## Source
-*-*-

I also have this case. Typically only costs about $35 in the U.S. Cheap, basic, well laid out, lots of places for fans.


----------



## mlee49 (Jul 15, 2010)

The Sugo is a really nice case and more HTPC heatsinks have been released that should fit and cool quite well.

Have you looked into the P180? Best mATX case ever, but may not meet all your requirements.


----------



## mudkip (Jul 15, 2010)

mlee49 said:


> The Sugo is a really nice case and more HTPC heatsinks have been released that should fit and cool quite well.
> 
> Have you looked into the P180? Best mATX case ever, but may not meet all your requirements.


 I had the P182 , it''s big brother, before but I don't like it. Also it's too big imo.


----------



## brandonwh64 (Jul 15, 2010)

http://www.zipzoomfly.com/jsp/ProductDetail.jsp?ProductCode=10012039&prodlist=froogle


----------



## mudkip (Jul 15, 2010)

ebolamonkey3 said:


> Get the A05N, it's under your $100 limit and can fit ATX size motherboards as well, so some more flexibility there. Footprint is also very small since it's very short and think, and build quality is great. I just ordered one from Newegg (free shipping right now) after reading through that monster 200+ page thread about this case on [H], and I think the fact that people are still talking about this case so long after release is a statement in itself.
> 
> Btw, the A05N fits all the requirements you listed, and I think it's got the best airflow out of all the mini cases that you listed, especially if you get a cut-out top for it that fits a 140mm fan.
> 
> ...


The GT240 consumes less power.  and 700watt psu is overkill which means that your psu's efficiency is going to be low.


----------



## Soylent Joe (Jul 15, 2010)

mudkip said:


> Nice case! I'm not sure about the airflow though. only 1 x 80mm at the rear? I emailed lian li to ask them what's the maximum height for a CPU cooler to fit in the case.



Yeah but I'd say 2x 120mm fans blowing into a case that small is going to give you a good amount of airflow Also, it has a removable motherboard tray which is an excellent feature for a case of its size.

I was looking up reviews for it and found a massive thread on [H] with tons of pictues of people's builds with them.






As you can see there's not a ton of room for coolers. I did see some pictures of people using 92mm towers though.


----------



## ebolamonkey3 (Jul 16, 2010)

mudkip said:


> The GT240 consumes less power.  and 700watt psu is overkill which means that your psu's efficiency is going to be low.



Well, didn't know you had a GT240, that card should run plenty cool in the A05N. The 700w I just have lying around, so I didn't want to buy a new PSU. Plus, eventually I'll probably get a GTX 460 to put into this case, so it's all good.

My A05NB just came in today, and I gotta say, it's a sweet little case. Quality is great and the thing just looks sooo... slick. Plus, shipping weight was like 8lbs, for a case that can fit a full ATX mobo! One thing though, if you are going to put this on a desk, I would pick up some rubber feet as the stock ones are hard plastic, which might cause vibrational noise on hard surfaces.

-*-*-

## Extracted data
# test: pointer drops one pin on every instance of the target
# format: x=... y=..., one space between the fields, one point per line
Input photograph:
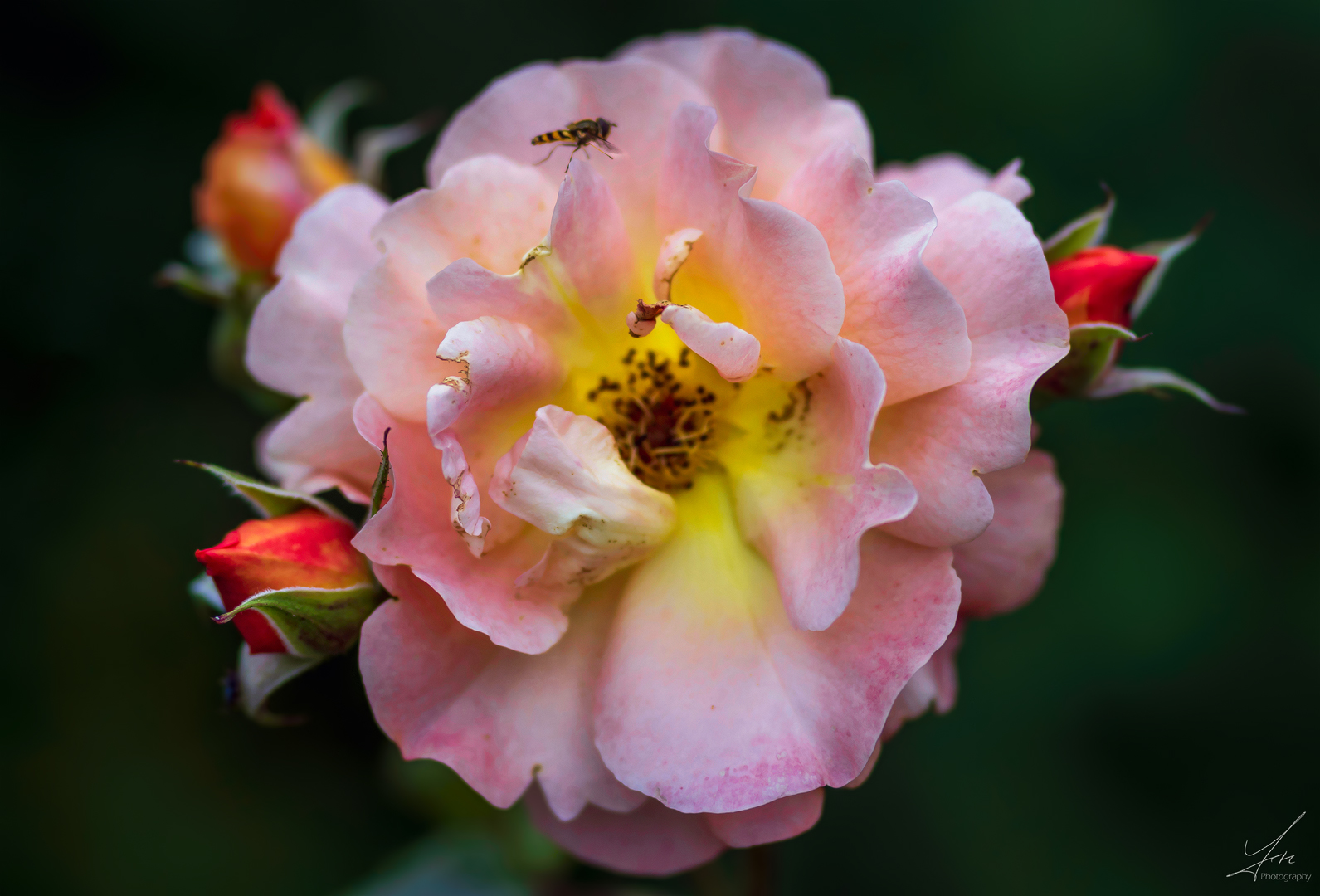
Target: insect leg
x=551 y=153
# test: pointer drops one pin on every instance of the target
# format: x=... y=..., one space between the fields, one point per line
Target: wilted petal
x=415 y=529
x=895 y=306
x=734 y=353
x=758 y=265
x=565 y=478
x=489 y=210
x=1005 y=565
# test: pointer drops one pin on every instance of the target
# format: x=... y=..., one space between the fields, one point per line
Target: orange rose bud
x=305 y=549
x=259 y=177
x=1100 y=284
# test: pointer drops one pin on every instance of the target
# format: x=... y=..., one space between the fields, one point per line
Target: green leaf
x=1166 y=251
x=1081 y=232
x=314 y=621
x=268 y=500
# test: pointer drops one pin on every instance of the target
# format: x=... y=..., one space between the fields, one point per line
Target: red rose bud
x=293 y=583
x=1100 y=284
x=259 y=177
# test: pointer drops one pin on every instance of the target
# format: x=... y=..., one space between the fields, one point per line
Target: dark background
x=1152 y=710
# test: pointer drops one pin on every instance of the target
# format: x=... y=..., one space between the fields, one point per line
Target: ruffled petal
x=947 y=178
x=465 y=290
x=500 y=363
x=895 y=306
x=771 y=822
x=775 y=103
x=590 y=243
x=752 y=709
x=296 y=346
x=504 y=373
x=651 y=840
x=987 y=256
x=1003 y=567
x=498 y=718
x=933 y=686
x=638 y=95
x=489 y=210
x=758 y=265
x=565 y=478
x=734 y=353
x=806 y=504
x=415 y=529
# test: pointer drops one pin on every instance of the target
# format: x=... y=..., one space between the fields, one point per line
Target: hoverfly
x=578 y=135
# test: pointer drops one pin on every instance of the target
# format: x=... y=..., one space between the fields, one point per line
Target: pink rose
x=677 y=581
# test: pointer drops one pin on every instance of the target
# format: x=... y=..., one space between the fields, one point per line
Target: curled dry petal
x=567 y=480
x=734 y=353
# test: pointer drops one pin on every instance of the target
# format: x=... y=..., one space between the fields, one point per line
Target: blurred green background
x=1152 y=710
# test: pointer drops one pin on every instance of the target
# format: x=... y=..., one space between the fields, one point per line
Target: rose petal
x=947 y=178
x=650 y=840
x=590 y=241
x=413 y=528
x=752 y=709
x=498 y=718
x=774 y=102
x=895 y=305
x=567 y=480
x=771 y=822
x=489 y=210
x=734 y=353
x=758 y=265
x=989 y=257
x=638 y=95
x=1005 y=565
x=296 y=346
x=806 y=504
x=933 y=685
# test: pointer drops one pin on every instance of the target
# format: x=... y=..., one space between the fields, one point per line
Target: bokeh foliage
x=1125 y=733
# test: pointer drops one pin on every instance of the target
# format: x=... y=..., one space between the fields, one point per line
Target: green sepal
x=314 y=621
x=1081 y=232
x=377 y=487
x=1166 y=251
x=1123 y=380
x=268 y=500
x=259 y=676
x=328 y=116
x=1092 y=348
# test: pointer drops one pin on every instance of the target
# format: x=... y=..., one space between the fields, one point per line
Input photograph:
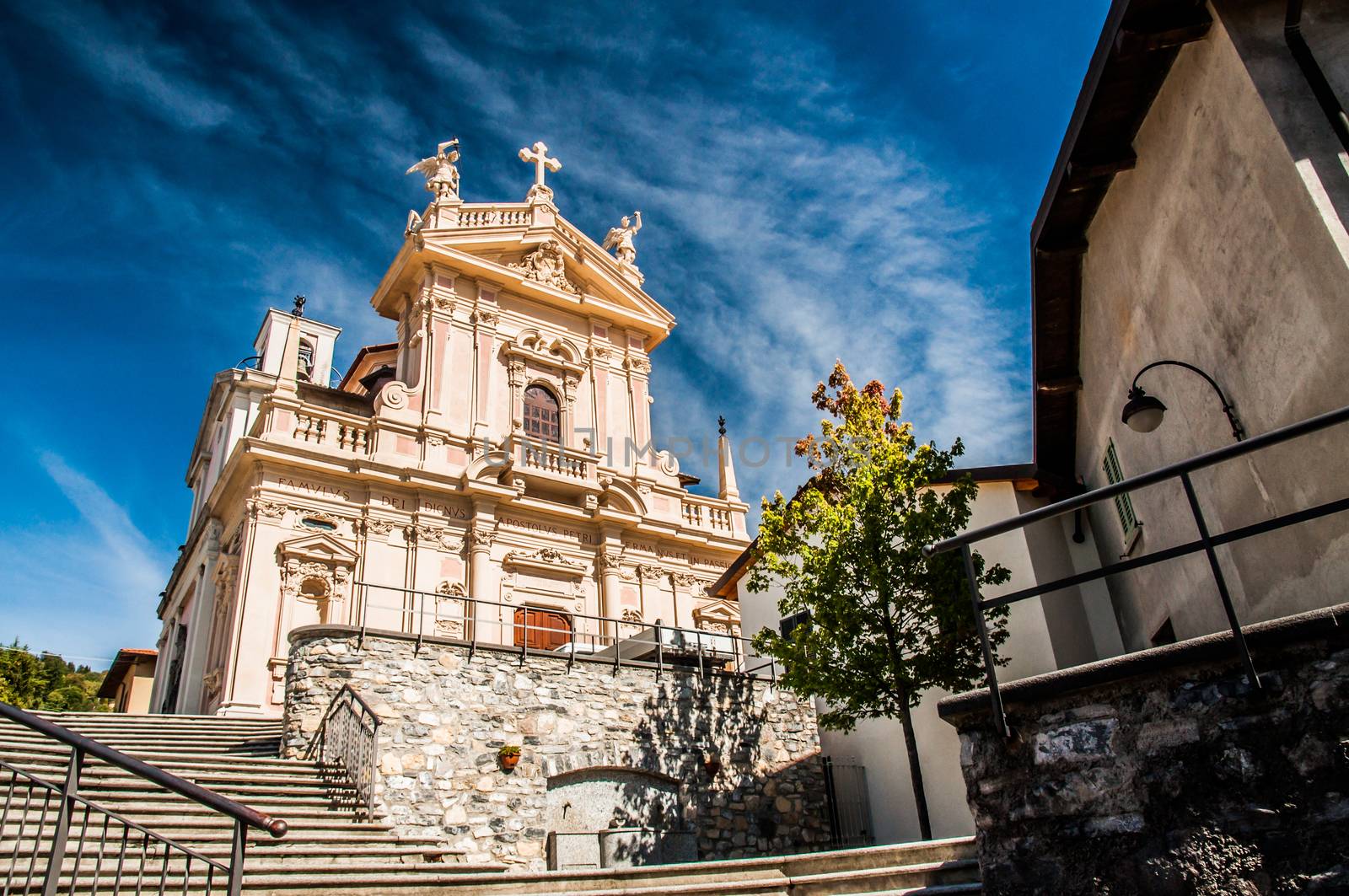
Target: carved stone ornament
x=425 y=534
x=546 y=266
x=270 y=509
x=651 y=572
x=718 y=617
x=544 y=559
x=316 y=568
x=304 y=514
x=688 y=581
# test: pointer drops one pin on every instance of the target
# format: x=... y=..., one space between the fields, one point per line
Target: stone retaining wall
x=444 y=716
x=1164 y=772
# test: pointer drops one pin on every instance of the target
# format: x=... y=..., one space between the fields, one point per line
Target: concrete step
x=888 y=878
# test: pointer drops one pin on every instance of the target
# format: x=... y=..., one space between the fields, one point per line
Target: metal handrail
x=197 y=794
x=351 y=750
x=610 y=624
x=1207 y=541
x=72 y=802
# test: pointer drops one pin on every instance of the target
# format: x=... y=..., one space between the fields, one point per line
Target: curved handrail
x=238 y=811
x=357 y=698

-*-*-

## Task requirements
A – According to the first post in the thread, about how much does that case typically cost in the U.S.?
B – In the thread, swap "rubber feet" for "silicone pads" and give the passage that begins at the words "## ebolamonkey3 (Jul" and stops after "on hard surfaces.".

## Results by task
A – About $35.

B –
## ebolamonkey3 (Jul 16, 2010)

mudkip said:


> The GT240 consumes less power.  and 700watt psu is overkill which means that your psu's efficiency is going to be low.



Well, didn't know you had a GT240, that card should run plenty cool in the A05N. The 700w I just have lying around, so I didn't want to buy a new PSU. Plus, eventually I'll probably get a GTX 460 to put into this case, so it's all good.

My A05NB just came in today, and I gotta say, it's a sweet little case. Quality is great and the thing just looks sooo... slick. Plus, shipping weight was like 8lbs, for a case that can fit a full ATX mobo! One thing though, if you are going to put this on a desk, I would pick up some silicone pads as the stock ones are hard plastic, which might cause vibrational noise on hard surfaces.